#### Supplied text

Refrigerant-containing appliances are devices that contain and use an HFC or HFC substitute as a refrigerant, including, for example, any air conditioner, motor vehicle air conditioner (MVAC), MVAC-like appliance, refrigerator, chiller, or freezer. For devices with multiple circuits, each independent circuit is considered a separate appliance.
Refrigerant-containing equipment is equipment that contains, uses, or is otherwise connected to or associated with an HFC or HFC substitute that is used as a refrigerant. This includes refrigerant-containing components and refrigerant-containing appliances. This term does not include military equipment used in deployable and expeditionary situations, nor does it include space vehicles as defined in 40 CFR 84.3.
For additional information on these and other terms, please refer to the regulatory definitions for the ER&R Program in 40 CFR 84.102. Please be aware that these terms may be used differently under the Technology Transitions Program at 40 CFR part 84 subpart B.
Do technicians who have been certified under Clean Air Act Sections 608 or 609 need to be re-certified?
No.
Questions on Leak Repair and ALD Systems
When is the compliance date for the leak repair provisions?
The leak repair provisions at 40 CFR 84.106 apply to affected refrigerant-containing appliances beginning January 1, 2026.
What appliances are subject to the leak repair provisions?

########
#### Dataset section

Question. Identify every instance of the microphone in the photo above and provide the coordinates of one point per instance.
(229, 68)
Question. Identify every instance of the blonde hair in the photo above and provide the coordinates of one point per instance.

########

Set problem A
In the passage on refrigerant regulations, how is a device with multiple circuits treated?
Set problem B
Echo the passage on refrigerant regulations between "Do technicians who" and "January 1, 2026.", inclusive.
The material above has no role here.

Worked solution A
Each independent circuit is considered a separate appliance.

Worked solution B
Do technicians who have been certified under Clean Air Act Sections 608 or 609 need to be re-certified?
No.
Questions on Leak Repair and ALD Systems
When is the compliance date for the leak repair provisions?
The leak repair provisions at 40 CFR 84.106 apply to affected refrigerant-containing appliances beginning January 1, 2026.